[SOURCE RECORDS start]

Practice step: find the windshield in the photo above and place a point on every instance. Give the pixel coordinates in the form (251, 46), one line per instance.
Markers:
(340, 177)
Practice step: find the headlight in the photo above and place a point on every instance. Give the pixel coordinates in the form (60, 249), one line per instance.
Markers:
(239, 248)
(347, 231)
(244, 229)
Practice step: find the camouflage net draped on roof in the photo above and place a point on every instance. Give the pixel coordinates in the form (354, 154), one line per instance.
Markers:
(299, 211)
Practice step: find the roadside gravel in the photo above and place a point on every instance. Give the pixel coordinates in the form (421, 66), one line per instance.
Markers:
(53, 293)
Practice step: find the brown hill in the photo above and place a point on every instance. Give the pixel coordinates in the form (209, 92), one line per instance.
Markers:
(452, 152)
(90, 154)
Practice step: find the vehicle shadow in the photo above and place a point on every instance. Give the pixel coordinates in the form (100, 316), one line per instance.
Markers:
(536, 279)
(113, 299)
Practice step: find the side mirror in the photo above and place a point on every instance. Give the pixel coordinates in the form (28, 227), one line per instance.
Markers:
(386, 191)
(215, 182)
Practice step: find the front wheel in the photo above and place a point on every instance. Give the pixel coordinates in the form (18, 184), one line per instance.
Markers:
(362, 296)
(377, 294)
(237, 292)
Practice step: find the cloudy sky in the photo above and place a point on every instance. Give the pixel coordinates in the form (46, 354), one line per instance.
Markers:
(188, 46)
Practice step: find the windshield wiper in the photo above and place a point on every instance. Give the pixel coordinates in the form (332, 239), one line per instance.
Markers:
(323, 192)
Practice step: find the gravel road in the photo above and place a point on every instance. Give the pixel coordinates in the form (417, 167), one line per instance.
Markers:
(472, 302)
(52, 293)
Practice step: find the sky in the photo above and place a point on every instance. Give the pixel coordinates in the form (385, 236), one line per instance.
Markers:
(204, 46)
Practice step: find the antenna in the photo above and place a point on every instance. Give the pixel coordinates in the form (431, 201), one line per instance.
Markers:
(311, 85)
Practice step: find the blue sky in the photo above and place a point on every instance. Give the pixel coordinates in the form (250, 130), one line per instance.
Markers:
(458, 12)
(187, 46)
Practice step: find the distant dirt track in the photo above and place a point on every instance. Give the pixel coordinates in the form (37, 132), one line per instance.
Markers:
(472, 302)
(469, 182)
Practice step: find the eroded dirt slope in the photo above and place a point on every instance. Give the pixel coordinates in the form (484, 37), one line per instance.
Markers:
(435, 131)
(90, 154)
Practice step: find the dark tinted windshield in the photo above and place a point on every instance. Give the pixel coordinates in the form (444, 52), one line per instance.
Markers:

[SOURCE RECORDS end]

# SET TASK:
Return exactly the lines of the data, and only those, from the line with "Practice step: find the antenna" through the last line, inclusive.

# ANSWER FOR THIS EXERCISE:
Practice step: find the antenna in the photo above and place a point on every instance. Give the pixel coordinates in the form (431, 201), one line per instance.
Markers:
(311, 85)
Practice step: find the blue sky in the photo above and place a point on every instance. Give the pixel coordinates in the form (250, 130), one line per instance.
Markers:
(458, 12)
(187, 46)
Practice step: find the distant dirt track in the photo above and place a point on every instance. Give the pixel coordinates in the form (37, 132), one line per instance.
Markers:
(472, 302)
(469, 182)
Practice step: find the eroded dirt slope in the photo above and place a point on every instance. Give the pixel coordinates in the form (484, 37), one line per instance.
Markers:
(435, 131)
(90, 154)
Practice step: find the dark tinted windshield in the photo above and place a point on every instance. Give the pixel coordinates in the form (444, 52), one line per instance.
Markers:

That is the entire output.